▸ **INSTRUCTIONS FOR THE TASK**
Please find each line in the material below that contains the word "barrel", and copy those lines out in full.

Entries from a point annotation set
##############################

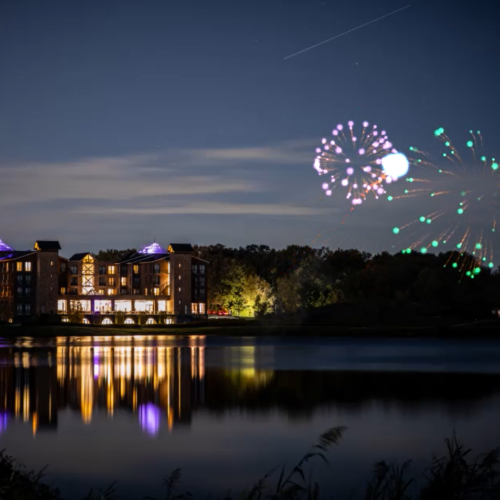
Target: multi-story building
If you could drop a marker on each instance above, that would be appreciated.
(156, 285)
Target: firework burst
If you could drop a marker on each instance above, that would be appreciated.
(462, 204)
(353, 161)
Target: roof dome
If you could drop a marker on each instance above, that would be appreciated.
(4, 247)
(153, 248)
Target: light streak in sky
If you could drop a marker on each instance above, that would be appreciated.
(347, 32)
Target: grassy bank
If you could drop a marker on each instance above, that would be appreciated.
(454, 476)
(476, 329)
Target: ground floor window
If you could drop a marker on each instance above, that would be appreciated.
(123, 305)
(103, 306)
(80, 305)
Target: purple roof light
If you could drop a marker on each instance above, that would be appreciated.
(153, 248)
(4, 247)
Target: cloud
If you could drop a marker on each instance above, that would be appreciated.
(208, 208)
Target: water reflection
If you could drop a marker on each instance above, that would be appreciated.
(161, 384)
(165, 384)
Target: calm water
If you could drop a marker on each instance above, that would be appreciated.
(226, 410)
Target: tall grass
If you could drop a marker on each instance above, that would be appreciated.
(453, 476)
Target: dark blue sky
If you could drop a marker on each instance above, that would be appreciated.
(124, 120)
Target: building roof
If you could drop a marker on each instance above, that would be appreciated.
(81, 256)
(180, 248)
(47, 245)
(15, 254)
(154, 248)
(142, 258)
(4, 247)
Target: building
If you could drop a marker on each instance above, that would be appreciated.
(156, 285)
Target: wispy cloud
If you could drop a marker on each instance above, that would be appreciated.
(208, 208)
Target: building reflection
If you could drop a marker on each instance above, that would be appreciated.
(162, 385)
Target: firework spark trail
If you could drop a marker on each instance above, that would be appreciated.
(347, 32)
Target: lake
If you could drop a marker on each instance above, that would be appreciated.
(227, 410)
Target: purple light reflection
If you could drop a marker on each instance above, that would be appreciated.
(3, 422)
(149, 418)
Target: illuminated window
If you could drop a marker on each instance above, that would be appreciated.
(123, 305)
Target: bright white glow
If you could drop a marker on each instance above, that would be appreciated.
(395, 165)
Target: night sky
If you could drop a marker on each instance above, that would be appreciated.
(121, 121)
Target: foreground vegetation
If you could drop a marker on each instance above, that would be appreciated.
(452, 477)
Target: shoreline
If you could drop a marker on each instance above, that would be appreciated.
(473, 330)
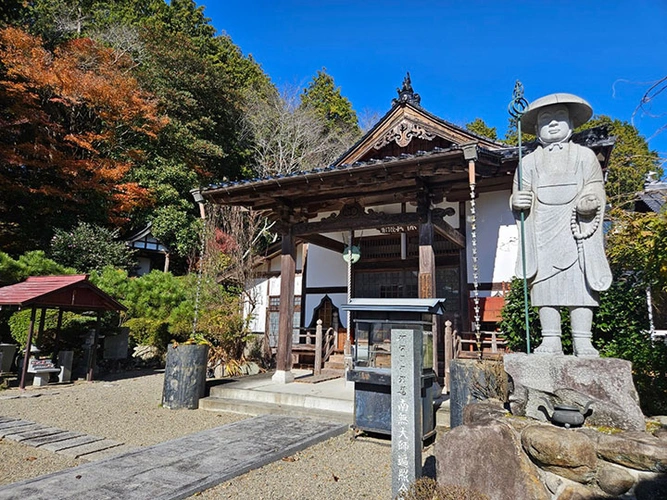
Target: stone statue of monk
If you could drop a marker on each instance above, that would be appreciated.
(563, 200)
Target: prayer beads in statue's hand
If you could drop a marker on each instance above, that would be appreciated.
(588, 205)
(522, 200)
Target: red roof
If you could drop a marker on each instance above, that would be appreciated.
(72, 292)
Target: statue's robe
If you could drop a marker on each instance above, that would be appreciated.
(564, 251)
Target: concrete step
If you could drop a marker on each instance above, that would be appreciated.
(442, 413)
(256, 409)
(303, 400)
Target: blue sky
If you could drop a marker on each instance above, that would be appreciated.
(463, 56)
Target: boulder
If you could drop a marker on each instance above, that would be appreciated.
(576, 491)
(568, 454)
(651, 489)
(607, 382)
(490, 459)
(484, 412)
(637, 451)
(614, 480)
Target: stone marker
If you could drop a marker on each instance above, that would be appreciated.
(406, 417)
(184, 376)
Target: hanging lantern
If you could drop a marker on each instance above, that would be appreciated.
(351, 254)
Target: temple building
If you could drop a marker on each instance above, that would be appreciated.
(398, 205)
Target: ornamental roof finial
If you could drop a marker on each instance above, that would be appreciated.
(407, 94)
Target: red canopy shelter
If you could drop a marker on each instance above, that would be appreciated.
(65, 293)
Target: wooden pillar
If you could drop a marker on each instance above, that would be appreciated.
(426, 260)
(58, 328)
(92, 359)
(26, 356)
(304, 282)
(427, 280)
(286, 314)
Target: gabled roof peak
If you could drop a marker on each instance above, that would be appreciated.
(406, 94)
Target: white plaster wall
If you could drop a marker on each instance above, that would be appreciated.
(274, 285)
(497, 238)
(325, 268)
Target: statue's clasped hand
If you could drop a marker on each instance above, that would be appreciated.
(588, 205)
(522, 200)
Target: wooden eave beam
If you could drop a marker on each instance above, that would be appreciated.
(445, 230)
(367, 221)
(324, 242)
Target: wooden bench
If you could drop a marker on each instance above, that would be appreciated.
(42, 370)
(493, 345)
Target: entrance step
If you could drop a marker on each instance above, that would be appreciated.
(184, 466)
(255, 409)
(327, 374)
(329, 395)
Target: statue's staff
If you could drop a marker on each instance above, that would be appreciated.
(516, 109)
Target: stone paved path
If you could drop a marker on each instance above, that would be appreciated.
(180, 467)
(72, 444)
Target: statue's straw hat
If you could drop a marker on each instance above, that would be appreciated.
(580, 110)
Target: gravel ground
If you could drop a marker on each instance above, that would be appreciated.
(127, 408)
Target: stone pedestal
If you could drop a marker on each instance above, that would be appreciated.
(569, 380)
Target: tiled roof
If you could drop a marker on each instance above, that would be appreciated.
(70, 292)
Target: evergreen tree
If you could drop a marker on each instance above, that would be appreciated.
(630, 161)
(326, 101)
(479, 127)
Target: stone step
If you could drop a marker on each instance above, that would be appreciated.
(88, 448)
(184, 466)
(14, 427)
(280, 398)
(334, 365)
(23, 433)
(256, 409)
(53, 438)
(59, 446)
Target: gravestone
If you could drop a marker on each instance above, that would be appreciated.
(184, 376)
(406, 421)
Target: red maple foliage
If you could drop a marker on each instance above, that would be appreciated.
(72, 125)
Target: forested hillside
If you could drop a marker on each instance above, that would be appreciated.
(113, 110)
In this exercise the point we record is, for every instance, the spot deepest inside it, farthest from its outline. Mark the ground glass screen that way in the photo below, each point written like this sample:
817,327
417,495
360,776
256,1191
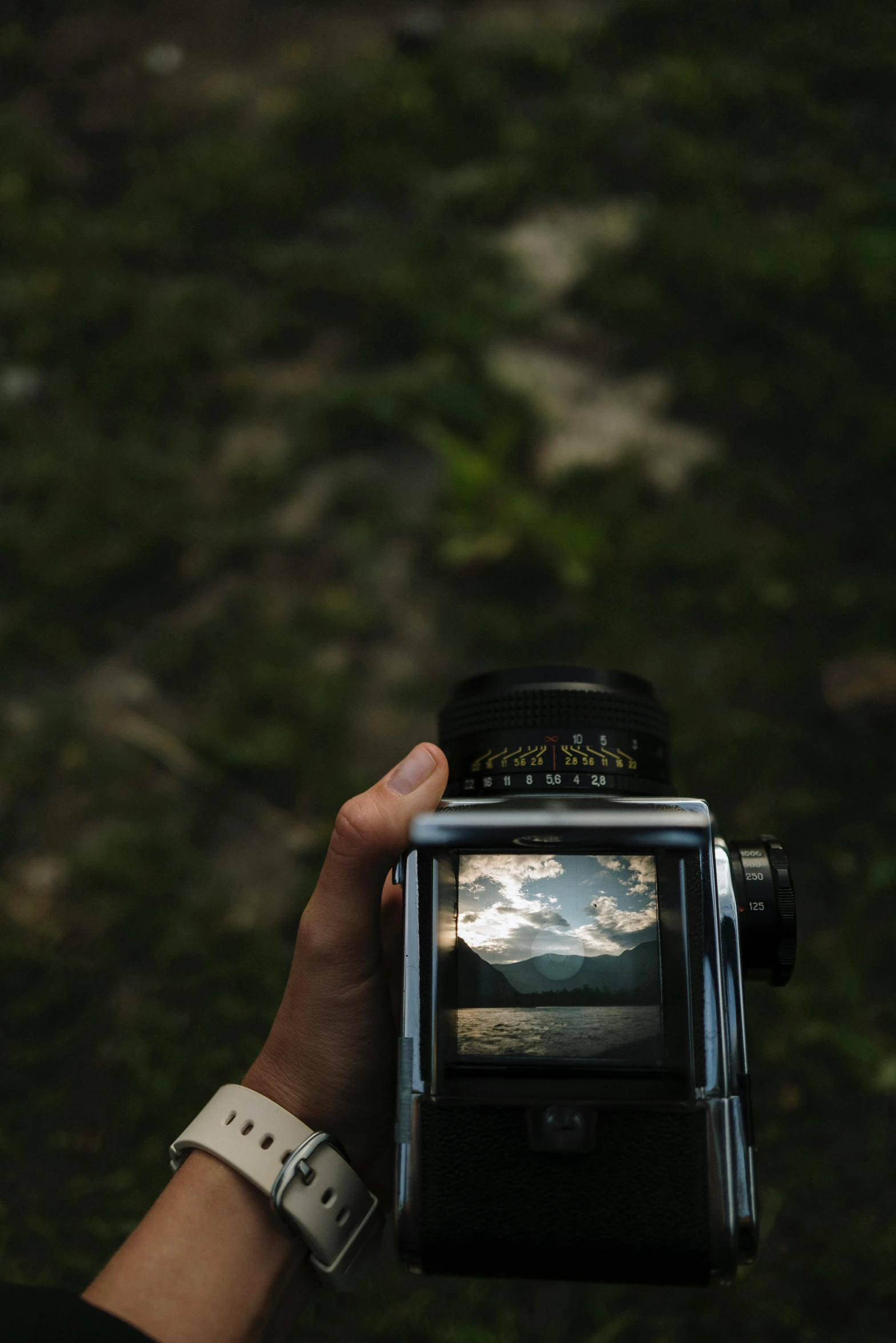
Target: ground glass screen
558,957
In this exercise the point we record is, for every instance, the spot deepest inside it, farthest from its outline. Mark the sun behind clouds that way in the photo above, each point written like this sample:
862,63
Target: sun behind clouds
515,906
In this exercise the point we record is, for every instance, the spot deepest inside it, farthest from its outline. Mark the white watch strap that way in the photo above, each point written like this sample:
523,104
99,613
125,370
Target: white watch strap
307,1180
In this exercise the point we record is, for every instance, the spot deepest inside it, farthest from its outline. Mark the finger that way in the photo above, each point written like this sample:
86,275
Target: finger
370,832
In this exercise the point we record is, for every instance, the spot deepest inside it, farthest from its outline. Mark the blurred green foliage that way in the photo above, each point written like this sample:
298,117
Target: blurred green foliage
265,497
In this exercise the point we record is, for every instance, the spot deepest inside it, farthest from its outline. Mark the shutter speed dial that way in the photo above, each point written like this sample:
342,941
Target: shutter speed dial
766,908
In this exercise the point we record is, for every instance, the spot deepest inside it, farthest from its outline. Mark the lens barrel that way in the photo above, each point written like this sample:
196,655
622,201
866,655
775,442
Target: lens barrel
554,730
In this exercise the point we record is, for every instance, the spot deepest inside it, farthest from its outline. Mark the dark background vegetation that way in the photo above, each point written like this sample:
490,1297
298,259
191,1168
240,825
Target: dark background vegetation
267,490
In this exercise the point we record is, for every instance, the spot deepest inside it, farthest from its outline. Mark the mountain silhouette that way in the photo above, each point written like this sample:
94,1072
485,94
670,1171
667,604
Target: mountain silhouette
636,970
479,984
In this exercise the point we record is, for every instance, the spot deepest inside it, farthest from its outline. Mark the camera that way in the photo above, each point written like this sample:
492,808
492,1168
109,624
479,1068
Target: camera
573,1081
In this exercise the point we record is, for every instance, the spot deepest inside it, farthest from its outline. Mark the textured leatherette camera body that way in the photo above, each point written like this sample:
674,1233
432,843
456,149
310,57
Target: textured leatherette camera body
659,1185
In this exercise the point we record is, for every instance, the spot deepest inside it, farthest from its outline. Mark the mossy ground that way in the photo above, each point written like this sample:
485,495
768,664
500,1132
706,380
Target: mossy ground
265,497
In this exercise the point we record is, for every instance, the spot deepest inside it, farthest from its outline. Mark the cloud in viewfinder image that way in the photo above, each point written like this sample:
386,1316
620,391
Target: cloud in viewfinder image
516,906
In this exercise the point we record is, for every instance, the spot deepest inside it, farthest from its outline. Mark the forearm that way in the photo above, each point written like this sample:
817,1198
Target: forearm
209,1263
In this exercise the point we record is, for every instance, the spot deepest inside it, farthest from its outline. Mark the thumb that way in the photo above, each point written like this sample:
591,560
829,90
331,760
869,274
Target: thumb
370,832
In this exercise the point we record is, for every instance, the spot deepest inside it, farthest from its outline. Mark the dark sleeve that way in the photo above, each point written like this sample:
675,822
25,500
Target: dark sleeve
47,1314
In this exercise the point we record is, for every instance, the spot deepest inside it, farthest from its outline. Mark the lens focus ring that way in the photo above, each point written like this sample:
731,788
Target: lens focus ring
555,730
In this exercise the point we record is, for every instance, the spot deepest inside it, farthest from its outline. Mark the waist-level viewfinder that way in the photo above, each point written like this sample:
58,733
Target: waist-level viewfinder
574,1091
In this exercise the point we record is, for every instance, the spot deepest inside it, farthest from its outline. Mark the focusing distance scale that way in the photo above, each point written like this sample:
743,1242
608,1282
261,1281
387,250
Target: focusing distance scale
555,730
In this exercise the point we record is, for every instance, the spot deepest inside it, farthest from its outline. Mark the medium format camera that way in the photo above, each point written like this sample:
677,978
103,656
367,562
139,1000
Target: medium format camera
574,1095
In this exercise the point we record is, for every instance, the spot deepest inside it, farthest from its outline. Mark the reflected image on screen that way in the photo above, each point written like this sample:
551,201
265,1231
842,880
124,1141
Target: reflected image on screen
558,957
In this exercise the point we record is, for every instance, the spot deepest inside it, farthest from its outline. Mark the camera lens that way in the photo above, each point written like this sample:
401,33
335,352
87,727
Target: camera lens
555,730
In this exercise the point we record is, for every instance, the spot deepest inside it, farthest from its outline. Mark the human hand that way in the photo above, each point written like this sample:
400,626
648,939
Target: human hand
331,1053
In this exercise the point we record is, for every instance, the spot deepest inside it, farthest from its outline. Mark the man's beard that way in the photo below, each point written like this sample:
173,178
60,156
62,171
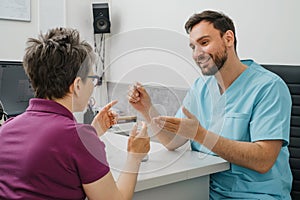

##############################

▸ **RESULT**
In this exercise the point we record is, for every instance, the spot deepest inside it, farthest from its outline. Mark the lens barrel that way in the photo above, each point written like this sample:
Target: lens barrel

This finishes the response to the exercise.